- **Records for this exercise**
[Start of section]
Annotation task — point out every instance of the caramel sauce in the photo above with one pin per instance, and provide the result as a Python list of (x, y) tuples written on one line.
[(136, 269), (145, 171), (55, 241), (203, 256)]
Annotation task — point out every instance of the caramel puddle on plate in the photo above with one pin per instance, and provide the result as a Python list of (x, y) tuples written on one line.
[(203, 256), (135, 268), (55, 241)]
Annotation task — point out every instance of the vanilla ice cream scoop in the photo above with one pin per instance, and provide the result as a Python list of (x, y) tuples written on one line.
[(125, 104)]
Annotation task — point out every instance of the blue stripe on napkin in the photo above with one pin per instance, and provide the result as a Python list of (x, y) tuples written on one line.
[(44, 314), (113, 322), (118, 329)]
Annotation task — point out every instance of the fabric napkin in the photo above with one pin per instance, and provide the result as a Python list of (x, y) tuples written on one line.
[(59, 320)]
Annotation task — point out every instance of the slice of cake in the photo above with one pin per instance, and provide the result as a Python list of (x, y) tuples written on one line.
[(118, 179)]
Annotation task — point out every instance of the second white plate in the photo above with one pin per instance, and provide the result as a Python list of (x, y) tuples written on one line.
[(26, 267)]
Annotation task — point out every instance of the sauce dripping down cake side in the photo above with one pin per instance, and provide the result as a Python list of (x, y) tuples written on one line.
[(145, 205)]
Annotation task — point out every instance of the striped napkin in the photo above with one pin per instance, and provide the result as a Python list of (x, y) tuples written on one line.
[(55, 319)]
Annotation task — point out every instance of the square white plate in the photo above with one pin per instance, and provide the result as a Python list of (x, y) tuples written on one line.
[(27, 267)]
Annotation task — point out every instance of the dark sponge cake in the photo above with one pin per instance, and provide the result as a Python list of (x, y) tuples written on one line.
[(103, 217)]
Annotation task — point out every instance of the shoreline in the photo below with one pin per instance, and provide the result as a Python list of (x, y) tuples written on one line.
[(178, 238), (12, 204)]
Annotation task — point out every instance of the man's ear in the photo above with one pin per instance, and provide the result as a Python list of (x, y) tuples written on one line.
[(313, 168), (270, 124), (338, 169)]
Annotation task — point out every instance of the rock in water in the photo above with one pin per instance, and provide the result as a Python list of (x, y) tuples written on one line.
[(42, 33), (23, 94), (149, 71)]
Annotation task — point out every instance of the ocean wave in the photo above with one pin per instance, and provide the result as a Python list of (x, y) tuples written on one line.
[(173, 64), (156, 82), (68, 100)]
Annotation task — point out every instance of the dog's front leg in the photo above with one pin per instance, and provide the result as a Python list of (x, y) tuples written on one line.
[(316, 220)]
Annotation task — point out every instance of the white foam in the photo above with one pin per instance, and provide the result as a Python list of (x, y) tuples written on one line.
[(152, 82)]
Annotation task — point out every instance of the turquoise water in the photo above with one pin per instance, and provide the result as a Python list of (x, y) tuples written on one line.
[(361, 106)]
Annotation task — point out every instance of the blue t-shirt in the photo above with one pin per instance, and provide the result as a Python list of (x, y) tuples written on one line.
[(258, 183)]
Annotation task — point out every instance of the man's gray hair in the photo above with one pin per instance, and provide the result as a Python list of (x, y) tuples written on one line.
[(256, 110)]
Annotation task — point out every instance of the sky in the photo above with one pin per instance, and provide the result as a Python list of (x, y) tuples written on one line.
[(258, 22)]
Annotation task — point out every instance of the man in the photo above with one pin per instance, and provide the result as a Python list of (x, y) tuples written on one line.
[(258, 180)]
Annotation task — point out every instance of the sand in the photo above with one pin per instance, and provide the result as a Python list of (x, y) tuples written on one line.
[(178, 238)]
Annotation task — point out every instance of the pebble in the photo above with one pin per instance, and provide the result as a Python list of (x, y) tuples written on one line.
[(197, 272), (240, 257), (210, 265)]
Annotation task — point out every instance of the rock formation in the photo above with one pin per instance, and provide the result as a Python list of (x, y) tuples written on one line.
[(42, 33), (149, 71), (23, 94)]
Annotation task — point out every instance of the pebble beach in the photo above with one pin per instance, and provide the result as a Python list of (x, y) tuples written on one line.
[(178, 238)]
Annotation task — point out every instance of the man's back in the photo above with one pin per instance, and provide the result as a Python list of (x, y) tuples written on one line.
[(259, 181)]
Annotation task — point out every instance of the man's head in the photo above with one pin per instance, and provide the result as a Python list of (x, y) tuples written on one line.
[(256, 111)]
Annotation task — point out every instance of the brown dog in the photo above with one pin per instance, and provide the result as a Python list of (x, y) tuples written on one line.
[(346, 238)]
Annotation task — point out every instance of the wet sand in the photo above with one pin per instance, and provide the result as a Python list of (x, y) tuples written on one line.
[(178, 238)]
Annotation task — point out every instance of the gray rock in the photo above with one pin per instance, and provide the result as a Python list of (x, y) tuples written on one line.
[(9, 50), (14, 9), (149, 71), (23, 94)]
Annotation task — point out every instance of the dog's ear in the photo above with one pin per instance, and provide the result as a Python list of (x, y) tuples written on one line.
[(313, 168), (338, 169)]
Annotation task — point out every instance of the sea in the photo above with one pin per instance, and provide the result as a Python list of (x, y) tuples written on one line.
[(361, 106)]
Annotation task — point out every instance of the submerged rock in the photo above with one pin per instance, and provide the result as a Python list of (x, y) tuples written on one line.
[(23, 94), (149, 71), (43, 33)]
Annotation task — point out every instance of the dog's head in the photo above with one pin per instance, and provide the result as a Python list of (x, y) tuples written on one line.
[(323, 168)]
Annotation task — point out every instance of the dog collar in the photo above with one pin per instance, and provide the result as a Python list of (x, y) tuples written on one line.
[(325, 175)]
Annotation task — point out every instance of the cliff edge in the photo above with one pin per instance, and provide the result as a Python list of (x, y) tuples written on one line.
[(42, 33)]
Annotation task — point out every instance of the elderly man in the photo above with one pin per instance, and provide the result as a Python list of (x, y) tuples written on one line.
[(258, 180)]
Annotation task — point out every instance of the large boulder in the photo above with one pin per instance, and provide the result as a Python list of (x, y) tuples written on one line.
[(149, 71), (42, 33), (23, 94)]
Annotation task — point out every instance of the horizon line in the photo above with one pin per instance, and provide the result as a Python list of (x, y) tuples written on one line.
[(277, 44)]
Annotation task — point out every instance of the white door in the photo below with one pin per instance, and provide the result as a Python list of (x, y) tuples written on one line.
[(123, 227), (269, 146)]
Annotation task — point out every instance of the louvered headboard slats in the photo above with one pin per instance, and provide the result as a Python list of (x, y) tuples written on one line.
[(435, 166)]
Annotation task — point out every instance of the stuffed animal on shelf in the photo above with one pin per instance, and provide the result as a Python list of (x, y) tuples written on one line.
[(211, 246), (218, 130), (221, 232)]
[End of section]
- **Assignment**
Go through the entries and restate each one exactly.

- **Solved exercise**
Annotation task — point out every instance of the caramel sauce in the photo above with one pin per instance, and provide the result as a Python list of (x, y) tuples written on one line.
[(136, 269), (145, 171), (55, 241), (203, 256)]
Annotation task — point out every instance of the caramel puddle on plate in the photo above with one pin per instance, and provide the result as a Python list of (x, y) tuples written on one line.
[(203, 256), (135, 268), (55, 241)]
Annotation task — point out every instance of the vanilla ice cream scoop in the photo above with one pin per instance, and provide the result as a Python list of (x, y) tuples written on one line.
[(125, 104)]
Annotation task — point out every instance of the blue stripe on napkin in the photo above with one pin per instance, and provide the result as a Python list of (x, y) tuples written on one line.
[(44, 314), (113, 322), (118, 329)]
Annotation task — point out every instance of the fabric napkin in the photo above with one pin per instance, and provide the result as a Python list of (x, y) tuples written on one line.
[(59, 320)]
Annotation task — point out every instance of the slice of cake in the photo above with one pin per instance, and provide the result as a Python list of (x, y) tuples written on one line.
[(118, 179)]
Annotation task — point out every instance of the second white plate in the photo above with one pin per instance, and provide the result as a Python list of (x, y) tuples written on one line.
[(26, 267)]
Annotation task — point out every instance of the sauce dripping down cake side in the photo above with one pin per instance, and provide the result as a Python list of (x, y) tuples written on one line.
[(145, 205)]
Annotation task — point out every instance of the striped napkin in the photo above with one pin per instance, and provide the result as a Python list of (x, y) tuples written on one line.
[(55, 319)]
Annotation task — point out every instance of the square white plate in the photo above with one pin per instance, and provide the result as a Python list of (x, y) tuples written on one line.
[(27, 267)]
Annotation task — point out every instance of the dark sponge cake in the photo above with one pin per instance, and provide the result as a Python list of (x, y) tuples written on one line.
[(103, 217)]
Annotation task — point out every instance of the shoreline in the photo below with one pin per instance, and provide the result as a Python list of (x, y) tuples written on one line.
[(178, 238), (12, 204)]
Annotation task — point out every instance of the man's ear in the photo above with one pin per instance, and provide the result as a Python list of (x, y) tuples written on one line.
[(313, 168), (270, 124), (338, 169)]
Annotation task — point out every instance of the rock in water in the photo above with one pin per instance, and provide the result as a Python list of (x, y) tuples written on one line.
[(42, 33), (23, 94), (149, 71)]
Annotation task — point out every instance of the ocean wave in the photo above with one pin per instance, and provide the result as a Python list of (x, y) tuples written on one line.
[(173, 64), (156, 82), (68, 100)]
Annotation task — point out every instance of the dog's front leg in the photo above with one pin per instance, and provide the result as a Python list of (x, y) tuples written on one line.
[(316, 220)]
Annotation task — point out every instance of the white foam in the photo above with one pin per instance, and provide the result as a Python list of (x, y) tuples written on one line.
[(152, 82)]
Annotation task — point out every instance of the turquoise water in the photo above with one pin per instance, and provide the result as a Python list of (x, y) tuples written on one line.
[(361, 106)]
Annotation task — point out every instance of the blue t-shirt in the photo above with one pin per instance, and provide the result as a Python list of (x, y) tuples written on one line.
[(258, 183)]
Annotation task — point out every instance of the man's gray hair in the photo above with one pin per instance, and provide the result as a Python list of (x, y) tuples written on one line.
[(256, 110)]
Annotation task — point out every instance of the sky in the photo above with one pin per instance, and provide the result as a Python list of (x, y) tuples written on one line.
[(258, 22)]
Annotation task — point out every instance of the man in the photo above with one pin per instance, and provide the result as a Python list of (x, y) tuples written on one line.
[(258, 180)]
Annotation task — point out every instance of the sand in the photo above with one pin per instance, and provide the result as a Python list of (x, y) tuples written on one line.
[(178, 238)]
Annotation task — point out every instance of the pebble in the photo above with one pin per instance, and provide the result as a Python list of (x, y) tuples written on one line.
[(197, 272), (240, 257), (210, 265)]
Annotation task — point out every instance of the rock formation in the photo above with one pin per instance, and provide the result as a Python list of (x, y) tuples written on one line.
[(42, 33), (149, 71), (23, 94)]
Annotation task — point out every instance of the pebble beach in the photo above with one pin per instance, and provide the result as a Python list of (x, y) tuples written on one line.
[(178, 238)]
Annotation task — point out every instance of the man's back in the photo above with one pin per instance, and provide the result as a Python list of (x, y) tuples written on one line.
[(259, 181)]
Annotation task — point out every instance of the man's head in the photo above with one pin per instance, and provide the result as a Python list of (x, y) tuples written on one line.
[(256, 111)]
Annotation task — point out every instance of the brown dog in the photo above with one pin per instance, and provide the result as a Python list of (x, y) tuples written on one line.
[(346, 238)]
Annotation task — point out every instance of the wet sand in the photo above with one pin per instance, and provide the result as a Python list of (x, y) tuples written on one line.
[(178, 238)]
Annotation task — point out every instance of the gray rock in the photo above with one pin per instance, and provide the result as a Python list of (x, y) tuples written on one line.
[(9, 50), (14, 9), (149, 71), (23, 94)]
Annotation task — point out every instance of the dog's ear in the photo above with one pin per instance, and provide the result as a Python list of (x, y) tuples written on one line.
[(313, 168), (338, 169)]
Annotation task — point out every instance of the sea in the photo above with one pin per instance, and provide the result as a Python list of (x, y) tuples written on one line.
[(361, 106)]
Annotation task — point out every instance of the submerged rock in the photo above with one pin per instance, and provide the result as a Python list of (x, y) tuples written on one line.
[(23, 94), (149, 71), (43, 33)]
Annotation task — point out every instance of the dog's head in the photo above with one pin per instance, and provide the result as a Python list of (x, y) tuples written on one line.
[(323, 168)]
Annotation task — point out every instance of the dog collar in the photo above with one pin per instance, and provide the result as a Python list of (x, y) tuples written on one line.
[(325, 175)]
Annotation task — point out every instance of the cliff edge in the photo above with one pin per instance, and provide the result as a Python list of (x, y) tuples written on one line.
[(42, 33)]
Annotation task — point out every instance of the elderly man in the photo above with one pin per instance, and provide the result as a Python list of (x, y) tuples written on one line.
[(258, 180)]
Annotation task — point out every instance of the large boulder in the photo above with one pin per instance, and provide the result as a Python list of (x, y) tuples written on one line.
[(149, 71), (42, 33), (23, 94)]
Annotation task — point out every instance of the horizon line in the photo above with one pin per instance, and provide the result as a Python list of (x, y) tuples written on one line.
[(277, 44)]
Annotation task — point out every instance of the white door in the photo below with one pin per instance, and provide the result as a Python list of (x, y) tuples written on one line.
[(123, 227), (269, 146)]
Annotation task — point out every instance of the louvered headboard slats in the photo above with one pin per instance, and provide the result as a Python list of (x, y) tuples written on one line.
[(435, 166)]
Annotation task — point out every instance of the stuffed animal on shelf in the photo above with one pin per instance, and provide the result as a Python list of (x, y) tuples written on one line.
[(211, 246), (218, 130), (221, 232)]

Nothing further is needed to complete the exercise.